Sounds like a fun excursion. My DH and I went on a Princess cruise on our Honeymoon (2003) to the Western Caribbean (we did Cozumel, Costa Maya, Grand Cayman and the Princess island, they weren't doing Roatan or Belize back then). We had a nice beach day in Costa Maya, it was pretty windy, looks like you were having wind too from the Palm trees in your pics.  Was the water pretty warm?


----------



## gumbypee

rndmr2 said:


> Sounds like a fun excursion. My DH and I went on a Princess cruise on our Honeymoon (2003) to the Western Caribbean (we did Cozumel, Costa Maya, Grand Cayman and the Princess island, they weren't doing Roatan or Belize back then). We had a nice beach day in Costa Maya, it was pretty windy, looks like you were having wind too from the Palm trees in your pics.  Was the water pretty warm?



The water was a little cool but not too bad.  Very easy to get used to it in like a minute.  I kept going back in the water to cool off after laying out and having the sun beating down!


----------



## mevelandry

The ship is beautiful!!!


----------



## gumbypee

mevelandry said:


> The ship is beautiful!!!



yes she is!  She seemed very well taken care of and very clean


----------



## DnA2010

Great report! We've been on Oasis and Freedom


----------



## gumbypee

DnA2010 said:


> Great report! We've been on Oasis and Freedom



glad you are enjoying it - it is fun to relive it.  What did you think of Oasis?  That is a mega ship, right?


----------



## gumbypee

After the shower, I went to Windjammer for a late lunch of pizza, pasta, and of course strawberry-kiwi water





Then I went to Shall We Dance Lounge for Cha Cha class





artsy fartsy attempt





I was hoping more people would show up for the Cha Cha class but there were only a few.  It wasn't like other dance classes I have been to (I do East Coast Swing and Lindy Hop for fun) where you dance in a circle and switch partners every few minutes.  This was for "couples" so I became a guy/lead and danced with this other lady.  It was fun still but I prefer to be a follow.

Point labeling examples:
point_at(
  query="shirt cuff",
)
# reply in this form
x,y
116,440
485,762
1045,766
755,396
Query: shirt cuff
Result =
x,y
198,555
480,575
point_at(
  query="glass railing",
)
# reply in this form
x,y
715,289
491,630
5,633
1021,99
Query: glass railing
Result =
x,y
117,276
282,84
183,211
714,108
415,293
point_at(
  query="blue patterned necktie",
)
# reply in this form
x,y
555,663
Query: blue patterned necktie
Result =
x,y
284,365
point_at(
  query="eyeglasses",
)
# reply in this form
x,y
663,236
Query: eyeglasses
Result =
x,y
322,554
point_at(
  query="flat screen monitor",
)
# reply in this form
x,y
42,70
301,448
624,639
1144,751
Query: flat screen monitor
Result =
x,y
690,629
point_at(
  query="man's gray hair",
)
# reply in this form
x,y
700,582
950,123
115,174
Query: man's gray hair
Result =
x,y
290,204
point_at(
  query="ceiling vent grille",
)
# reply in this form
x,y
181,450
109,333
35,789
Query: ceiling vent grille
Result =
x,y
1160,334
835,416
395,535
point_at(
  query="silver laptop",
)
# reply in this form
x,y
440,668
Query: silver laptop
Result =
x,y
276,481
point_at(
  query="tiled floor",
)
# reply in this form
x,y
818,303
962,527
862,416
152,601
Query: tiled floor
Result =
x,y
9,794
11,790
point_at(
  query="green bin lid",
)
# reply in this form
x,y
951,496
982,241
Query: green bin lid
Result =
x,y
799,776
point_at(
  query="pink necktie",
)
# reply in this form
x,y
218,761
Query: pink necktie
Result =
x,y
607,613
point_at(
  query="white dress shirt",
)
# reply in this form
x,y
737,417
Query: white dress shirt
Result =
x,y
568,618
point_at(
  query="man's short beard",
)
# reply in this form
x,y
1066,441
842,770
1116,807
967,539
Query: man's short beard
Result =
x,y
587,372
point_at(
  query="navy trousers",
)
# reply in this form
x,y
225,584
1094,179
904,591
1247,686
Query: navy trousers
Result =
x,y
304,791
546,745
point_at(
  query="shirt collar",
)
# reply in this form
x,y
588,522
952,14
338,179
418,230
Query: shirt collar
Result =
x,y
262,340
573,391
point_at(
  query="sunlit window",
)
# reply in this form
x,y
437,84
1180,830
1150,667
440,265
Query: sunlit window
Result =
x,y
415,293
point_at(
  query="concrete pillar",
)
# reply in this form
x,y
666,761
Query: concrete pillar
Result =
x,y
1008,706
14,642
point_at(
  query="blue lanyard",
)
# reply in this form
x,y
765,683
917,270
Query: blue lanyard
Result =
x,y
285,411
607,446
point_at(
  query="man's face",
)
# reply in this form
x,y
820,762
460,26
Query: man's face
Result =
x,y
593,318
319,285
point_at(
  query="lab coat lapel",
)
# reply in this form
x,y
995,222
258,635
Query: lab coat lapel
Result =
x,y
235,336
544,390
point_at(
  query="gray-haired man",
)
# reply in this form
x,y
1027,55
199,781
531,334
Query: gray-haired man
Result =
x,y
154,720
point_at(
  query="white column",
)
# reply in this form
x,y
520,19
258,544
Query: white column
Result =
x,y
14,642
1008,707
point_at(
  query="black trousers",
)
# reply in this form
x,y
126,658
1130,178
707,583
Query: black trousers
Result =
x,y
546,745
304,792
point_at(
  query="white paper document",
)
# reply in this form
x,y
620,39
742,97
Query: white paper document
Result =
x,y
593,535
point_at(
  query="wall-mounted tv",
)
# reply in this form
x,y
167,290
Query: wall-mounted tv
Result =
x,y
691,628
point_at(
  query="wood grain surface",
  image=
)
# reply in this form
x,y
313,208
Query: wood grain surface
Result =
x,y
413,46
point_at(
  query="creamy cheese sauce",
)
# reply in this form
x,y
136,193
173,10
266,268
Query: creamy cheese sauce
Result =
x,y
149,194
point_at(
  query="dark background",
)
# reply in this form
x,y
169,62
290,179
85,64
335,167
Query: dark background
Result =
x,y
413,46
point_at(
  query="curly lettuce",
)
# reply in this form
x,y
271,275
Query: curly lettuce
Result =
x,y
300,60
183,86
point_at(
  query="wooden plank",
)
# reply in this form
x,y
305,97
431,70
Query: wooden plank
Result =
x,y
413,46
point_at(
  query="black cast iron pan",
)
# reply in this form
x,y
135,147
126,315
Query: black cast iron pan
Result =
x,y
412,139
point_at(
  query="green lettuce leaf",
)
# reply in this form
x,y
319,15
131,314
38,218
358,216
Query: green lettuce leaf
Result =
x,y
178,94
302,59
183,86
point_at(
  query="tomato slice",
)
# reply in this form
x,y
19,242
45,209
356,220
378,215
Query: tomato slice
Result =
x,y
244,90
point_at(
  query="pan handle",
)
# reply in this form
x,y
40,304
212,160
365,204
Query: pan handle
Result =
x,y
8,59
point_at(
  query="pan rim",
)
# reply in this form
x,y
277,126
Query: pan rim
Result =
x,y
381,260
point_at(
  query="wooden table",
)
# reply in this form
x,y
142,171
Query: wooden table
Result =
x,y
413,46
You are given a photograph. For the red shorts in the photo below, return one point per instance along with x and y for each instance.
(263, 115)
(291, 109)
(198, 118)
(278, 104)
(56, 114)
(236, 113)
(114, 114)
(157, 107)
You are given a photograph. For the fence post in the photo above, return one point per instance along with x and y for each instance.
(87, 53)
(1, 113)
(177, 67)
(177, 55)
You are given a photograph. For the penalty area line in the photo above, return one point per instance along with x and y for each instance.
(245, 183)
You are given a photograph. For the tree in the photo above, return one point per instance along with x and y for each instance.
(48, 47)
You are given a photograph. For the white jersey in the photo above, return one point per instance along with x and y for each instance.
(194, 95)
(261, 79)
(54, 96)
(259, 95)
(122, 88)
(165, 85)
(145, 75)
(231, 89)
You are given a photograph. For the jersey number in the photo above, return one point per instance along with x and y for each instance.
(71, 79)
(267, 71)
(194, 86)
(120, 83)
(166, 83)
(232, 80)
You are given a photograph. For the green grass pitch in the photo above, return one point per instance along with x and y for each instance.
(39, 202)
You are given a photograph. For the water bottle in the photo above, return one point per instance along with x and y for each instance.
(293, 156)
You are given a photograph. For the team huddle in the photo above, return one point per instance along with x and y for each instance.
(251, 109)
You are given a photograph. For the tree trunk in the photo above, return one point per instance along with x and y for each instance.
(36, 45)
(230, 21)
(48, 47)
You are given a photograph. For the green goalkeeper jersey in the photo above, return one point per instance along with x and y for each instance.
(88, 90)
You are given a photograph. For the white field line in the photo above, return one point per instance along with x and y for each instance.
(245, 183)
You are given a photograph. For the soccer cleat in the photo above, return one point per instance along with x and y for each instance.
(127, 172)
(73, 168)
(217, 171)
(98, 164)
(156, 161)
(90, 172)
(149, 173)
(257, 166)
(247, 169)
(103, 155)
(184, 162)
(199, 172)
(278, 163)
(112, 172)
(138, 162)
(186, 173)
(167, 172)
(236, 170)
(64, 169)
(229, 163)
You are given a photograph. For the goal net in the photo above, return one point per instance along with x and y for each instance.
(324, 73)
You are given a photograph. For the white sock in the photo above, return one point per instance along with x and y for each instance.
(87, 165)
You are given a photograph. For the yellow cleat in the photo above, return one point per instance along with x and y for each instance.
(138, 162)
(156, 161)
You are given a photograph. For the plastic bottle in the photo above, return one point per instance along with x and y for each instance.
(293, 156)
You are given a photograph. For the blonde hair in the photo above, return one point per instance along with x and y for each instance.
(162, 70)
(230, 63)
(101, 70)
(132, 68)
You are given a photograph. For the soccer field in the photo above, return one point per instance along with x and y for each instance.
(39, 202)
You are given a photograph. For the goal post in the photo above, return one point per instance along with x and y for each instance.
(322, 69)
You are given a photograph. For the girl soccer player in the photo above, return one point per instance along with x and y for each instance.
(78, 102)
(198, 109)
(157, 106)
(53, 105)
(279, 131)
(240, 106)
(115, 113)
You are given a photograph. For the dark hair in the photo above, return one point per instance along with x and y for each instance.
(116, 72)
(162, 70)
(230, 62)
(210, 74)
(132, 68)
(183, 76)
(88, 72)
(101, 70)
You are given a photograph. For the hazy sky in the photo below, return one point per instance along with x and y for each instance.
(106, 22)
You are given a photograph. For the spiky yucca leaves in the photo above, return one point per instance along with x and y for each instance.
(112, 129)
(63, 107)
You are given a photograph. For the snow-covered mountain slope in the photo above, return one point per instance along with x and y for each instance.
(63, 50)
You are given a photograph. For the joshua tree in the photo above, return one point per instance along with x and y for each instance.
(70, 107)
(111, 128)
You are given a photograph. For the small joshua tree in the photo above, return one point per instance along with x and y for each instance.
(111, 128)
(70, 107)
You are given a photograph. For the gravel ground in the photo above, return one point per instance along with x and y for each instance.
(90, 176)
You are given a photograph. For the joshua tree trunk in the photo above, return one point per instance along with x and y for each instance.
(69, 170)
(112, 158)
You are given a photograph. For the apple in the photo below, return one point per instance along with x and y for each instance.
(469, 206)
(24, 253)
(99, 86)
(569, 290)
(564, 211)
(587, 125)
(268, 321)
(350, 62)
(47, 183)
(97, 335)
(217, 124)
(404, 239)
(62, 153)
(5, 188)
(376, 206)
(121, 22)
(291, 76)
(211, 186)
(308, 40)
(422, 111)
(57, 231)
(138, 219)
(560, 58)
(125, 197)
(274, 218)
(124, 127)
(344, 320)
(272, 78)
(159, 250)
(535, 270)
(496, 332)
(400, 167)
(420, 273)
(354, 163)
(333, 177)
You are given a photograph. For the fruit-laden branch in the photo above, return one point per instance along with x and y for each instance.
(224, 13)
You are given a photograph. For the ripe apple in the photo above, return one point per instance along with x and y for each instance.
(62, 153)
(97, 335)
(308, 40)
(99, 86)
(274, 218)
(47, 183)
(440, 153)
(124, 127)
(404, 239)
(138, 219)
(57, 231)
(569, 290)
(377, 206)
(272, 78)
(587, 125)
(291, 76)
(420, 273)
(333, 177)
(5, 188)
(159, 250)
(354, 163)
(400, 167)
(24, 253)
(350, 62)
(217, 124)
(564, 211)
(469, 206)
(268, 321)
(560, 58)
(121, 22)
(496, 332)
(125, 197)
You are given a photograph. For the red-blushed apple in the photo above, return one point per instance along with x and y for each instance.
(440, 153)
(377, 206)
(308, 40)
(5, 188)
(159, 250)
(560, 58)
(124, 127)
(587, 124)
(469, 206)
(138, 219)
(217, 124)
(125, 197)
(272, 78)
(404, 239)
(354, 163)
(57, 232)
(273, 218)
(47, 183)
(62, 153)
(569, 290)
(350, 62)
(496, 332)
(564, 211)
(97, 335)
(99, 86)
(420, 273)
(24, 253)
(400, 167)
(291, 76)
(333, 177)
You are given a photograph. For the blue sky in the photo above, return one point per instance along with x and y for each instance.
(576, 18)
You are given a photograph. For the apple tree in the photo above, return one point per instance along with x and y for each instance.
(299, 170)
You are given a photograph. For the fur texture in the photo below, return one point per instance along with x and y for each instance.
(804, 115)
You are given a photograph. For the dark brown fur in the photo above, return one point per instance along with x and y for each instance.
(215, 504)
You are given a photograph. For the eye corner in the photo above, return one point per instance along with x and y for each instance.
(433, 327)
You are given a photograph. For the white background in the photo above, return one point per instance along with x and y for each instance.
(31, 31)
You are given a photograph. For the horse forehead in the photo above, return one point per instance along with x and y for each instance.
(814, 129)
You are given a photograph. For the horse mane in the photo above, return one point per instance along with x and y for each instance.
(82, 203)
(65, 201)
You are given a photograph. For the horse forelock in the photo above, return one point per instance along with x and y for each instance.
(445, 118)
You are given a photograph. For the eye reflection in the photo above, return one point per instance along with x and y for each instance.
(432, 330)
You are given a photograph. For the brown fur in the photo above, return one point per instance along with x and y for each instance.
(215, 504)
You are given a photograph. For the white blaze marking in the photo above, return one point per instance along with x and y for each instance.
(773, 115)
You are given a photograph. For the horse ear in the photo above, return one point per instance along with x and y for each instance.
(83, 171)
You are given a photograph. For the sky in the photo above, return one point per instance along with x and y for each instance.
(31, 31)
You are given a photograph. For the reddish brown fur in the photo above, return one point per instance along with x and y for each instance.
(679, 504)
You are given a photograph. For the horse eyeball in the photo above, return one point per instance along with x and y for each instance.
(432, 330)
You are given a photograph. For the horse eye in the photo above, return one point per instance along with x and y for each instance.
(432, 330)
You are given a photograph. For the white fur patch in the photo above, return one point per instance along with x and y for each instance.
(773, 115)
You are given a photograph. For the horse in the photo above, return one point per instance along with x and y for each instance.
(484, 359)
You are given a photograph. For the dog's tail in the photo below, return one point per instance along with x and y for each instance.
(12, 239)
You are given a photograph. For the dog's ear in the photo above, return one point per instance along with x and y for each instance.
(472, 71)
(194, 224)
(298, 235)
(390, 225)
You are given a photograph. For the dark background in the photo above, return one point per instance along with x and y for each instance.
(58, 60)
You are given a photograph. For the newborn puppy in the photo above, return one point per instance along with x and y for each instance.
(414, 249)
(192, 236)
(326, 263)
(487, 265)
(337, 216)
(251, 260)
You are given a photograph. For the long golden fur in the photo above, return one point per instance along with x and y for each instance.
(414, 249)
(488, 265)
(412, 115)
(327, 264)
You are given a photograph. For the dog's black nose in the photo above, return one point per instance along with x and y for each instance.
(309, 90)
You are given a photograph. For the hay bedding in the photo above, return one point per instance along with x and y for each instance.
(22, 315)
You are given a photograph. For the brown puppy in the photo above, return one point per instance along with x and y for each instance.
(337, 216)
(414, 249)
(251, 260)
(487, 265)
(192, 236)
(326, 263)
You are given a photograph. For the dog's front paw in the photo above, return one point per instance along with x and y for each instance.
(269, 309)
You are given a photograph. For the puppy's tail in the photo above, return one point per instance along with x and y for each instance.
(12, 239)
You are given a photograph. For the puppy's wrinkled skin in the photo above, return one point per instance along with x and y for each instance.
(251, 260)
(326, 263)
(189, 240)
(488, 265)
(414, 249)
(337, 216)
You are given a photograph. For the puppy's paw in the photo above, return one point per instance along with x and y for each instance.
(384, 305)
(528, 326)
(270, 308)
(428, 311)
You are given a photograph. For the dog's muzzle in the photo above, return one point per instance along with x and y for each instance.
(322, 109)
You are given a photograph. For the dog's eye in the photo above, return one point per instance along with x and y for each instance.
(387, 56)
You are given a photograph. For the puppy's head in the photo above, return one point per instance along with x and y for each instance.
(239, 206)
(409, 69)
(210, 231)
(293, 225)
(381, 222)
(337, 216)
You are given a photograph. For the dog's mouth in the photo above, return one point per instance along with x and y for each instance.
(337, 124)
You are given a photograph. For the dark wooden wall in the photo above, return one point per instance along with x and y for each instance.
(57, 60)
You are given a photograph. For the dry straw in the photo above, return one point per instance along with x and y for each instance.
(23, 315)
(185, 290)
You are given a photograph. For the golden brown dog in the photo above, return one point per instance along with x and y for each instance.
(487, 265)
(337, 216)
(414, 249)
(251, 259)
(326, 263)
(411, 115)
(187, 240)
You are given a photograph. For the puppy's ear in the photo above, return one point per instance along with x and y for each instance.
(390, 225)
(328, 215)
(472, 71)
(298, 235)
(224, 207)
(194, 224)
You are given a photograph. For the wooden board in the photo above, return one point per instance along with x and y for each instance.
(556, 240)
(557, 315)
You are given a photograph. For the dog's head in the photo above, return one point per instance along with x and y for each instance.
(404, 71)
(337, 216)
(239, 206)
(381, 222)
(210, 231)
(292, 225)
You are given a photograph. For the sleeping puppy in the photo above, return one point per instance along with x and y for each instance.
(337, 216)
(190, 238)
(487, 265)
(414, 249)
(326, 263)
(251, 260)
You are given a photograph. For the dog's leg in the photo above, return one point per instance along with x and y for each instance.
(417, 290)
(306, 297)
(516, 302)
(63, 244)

### Exercise brief
In the cruise forum thread, what two dance styles does gumbypee say they do for fun?

### Written response
East Coast Swing and Lindy Hop.